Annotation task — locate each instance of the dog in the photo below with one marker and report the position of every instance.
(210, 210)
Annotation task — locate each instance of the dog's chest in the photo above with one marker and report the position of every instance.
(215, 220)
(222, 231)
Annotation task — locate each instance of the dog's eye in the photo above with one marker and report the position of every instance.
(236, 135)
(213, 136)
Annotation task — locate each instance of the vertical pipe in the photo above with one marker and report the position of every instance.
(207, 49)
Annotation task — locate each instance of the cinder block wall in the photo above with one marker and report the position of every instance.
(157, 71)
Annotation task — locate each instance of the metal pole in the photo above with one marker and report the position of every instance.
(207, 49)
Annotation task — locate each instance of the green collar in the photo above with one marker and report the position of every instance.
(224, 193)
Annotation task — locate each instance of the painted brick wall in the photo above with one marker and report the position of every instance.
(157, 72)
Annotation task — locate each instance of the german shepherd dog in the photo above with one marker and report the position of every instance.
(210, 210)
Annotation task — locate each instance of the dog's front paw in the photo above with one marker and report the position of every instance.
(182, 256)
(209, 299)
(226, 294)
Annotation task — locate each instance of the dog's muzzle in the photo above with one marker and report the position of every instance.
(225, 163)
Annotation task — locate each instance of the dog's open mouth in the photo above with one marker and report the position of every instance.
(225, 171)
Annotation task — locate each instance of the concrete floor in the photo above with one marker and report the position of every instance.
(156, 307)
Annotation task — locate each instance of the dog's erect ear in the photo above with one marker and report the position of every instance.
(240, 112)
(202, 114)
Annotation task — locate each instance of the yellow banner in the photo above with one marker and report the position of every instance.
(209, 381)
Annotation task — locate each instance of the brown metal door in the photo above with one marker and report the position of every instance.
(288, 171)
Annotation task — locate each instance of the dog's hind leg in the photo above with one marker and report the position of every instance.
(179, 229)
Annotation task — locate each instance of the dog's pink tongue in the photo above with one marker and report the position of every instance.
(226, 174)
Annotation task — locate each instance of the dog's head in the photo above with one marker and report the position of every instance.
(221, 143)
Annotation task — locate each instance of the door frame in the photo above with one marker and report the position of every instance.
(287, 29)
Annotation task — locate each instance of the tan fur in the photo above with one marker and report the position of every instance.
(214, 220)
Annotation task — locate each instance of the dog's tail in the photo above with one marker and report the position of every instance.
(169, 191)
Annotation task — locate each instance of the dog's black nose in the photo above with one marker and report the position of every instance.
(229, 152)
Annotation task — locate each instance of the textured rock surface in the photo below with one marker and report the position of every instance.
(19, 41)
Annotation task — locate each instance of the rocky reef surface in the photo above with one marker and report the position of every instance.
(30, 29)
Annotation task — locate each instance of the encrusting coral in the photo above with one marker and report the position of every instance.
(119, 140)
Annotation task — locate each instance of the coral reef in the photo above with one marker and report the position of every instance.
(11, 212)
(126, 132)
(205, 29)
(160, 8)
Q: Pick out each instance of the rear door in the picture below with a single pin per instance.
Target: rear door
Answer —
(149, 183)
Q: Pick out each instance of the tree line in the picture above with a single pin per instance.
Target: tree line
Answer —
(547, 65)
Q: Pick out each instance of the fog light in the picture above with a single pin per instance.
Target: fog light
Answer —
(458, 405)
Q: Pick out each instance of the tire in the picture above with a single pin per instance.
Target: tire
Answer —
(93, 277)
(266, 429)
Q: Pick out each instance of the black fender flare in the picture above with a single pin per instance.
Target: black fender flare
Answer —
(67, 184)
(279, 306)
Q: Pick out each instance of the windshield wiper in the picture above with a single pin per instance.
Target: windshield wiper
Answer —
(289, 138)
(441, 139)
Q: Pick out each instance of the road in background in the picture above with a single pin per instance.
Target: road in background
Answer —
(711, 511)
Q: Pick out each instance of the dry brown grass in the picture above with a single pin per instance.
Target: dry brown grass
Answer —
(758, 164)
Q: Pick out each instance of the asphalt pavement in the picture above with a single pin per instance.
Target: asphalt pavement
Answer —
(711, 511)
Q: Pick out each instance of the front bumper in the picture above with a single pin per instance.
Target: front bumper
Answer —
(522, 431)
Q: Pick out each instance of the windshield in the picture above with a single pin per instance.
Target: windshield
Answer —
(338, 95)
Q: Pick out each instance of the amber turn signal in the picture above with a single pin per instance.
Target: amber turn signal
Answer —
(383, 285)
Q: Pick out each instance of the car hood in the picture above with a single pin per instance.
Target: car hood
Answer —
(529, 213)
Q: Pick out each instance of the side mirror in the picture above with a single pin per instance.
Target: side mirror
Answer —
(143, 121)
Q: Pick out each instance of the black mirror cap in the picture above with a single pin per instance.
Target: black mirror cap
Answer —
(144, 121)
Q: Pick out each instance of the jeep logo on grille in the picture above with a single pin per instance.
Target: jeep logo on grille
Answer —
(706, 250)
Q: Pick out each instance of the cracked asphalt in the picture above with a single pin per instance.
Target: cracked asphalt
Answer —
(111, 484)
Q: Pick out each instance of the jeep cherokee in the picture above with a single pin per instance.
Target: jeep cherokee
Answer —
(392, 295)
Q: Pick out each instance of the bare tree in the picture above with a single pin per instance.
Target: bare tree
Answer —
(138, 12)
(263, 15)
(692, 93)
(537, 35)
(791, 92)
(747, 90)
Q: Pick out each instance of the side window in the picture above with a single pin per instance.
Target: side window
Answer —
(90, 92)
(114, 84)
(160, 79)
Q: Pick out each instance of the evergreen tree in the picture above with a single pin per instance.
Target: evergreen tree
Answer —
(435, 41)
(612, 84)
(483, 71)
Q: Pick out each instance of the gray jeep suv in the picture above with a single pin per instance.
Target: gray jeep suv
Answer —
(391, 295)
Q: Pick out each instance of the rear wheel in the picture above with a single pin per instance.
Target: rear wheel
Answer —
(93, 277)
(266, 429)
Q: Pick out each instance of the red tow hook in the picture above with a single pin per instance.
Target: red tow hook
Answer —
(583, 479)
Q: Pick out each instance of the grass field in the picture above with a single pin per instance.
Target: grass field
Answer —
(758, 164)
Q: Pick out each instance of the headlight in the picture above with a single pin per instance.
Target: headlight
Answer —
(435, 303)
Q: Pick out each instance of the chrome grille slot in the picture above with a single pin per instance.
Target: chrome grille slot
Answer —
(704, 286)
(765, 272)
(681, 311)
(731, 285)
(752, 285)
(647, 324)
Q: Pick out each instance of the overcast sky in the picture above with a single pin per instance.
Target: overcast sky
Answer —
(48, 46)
——————
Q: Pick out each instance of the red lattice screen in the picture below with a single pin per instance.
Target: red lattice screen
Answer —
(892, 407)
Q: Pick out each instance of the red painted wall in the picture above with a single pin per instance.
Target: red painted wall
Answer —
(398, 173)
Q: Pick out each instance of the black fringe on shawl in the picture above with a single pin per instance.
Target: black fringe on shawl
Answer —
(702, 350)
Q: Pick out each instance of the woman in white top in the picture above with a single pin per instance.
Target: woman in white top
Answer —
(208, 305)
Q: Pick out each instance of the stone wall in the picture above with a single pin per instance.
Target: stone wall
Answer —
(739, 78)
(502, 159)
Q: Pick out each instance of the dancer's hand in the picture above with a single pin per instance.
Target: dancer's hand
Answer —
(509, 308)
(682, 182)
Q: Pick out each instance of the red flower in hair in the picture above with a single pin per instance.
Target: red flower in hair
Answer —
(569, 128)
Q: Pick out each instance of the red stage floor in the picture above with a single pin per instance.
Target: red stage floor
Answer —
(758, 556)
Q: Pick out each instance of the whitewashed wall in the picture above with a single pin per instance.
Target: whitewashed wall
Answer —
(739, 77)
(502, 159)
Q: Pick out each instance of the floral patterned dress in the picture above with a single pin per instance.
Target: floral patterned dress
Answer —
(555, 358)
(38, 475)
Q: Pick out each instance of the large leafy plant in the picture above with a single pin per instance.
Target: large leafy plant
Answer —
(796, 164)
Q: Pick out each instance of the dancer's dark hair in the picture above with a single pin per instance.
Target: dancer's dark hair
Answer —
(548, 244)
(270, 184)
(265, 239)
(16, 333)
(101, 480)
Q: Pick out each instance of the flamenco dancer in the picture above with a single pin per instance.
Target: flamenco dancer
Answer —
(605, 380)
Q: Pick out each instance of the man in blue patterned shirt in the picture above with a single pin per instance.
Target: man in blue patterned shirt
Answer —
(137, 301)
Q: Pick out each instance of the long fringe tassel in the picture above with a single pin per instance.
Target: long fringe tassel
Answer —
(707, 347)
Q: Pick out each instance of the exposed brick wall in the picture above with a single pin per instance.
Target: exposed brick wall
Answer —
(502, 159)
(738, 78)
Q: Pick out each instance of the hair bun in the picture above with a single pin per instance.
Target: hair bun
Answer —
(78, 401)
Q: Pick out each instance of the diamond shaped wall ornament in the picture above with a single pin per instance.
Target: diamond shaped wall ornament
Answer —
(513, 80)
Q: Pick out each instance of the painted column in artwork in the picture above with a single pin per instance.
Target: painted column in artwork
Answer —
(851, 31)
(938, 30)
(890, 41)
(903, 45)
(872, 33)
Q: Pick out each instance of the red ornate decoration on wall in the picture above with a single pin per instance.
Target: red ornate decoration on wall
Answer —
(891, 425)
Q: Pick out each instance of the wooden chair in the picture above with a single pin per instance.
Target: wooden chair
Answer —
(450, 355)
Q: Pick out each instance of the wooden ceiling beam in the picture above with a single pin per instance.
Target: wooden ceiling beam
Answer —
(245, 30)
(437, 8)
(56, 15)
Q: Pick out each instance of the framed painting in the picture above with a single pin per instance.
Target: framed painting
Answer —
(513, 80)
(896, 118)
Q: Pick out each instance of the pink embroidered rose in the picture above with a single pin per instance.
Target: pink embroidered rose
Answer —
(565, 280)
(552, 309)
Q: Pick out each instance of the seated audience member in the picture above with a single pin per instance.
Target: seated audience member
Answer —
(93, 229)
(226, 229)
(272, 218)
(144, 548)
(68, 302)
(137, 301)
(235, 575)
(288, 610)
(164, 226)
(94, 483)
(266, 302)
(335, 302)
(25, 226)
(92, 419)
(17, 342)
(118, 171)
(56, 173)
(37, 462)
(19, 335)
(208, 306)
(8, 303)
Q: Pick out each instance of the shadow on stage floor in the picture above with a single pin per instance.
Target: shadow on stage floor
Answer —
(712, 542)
——————
### [EXERCISE REQUIREMENTS]
Filter the records above and return every line that holds the word "jeep".

### [REPLY TO THE TASK]
Q: Pick out each instance of the jeep logo on grille in the picture above with a single pin per instance.
Target: jeep logo on grille
Q: Pick out each instance of the jeep cherokee in the picture above with a single pin per instance.
Target: jeep cherokee
Q: Pick out each instance of the gray jeep suv in the picture above with a single pin per instance.
Target: gray jeep suv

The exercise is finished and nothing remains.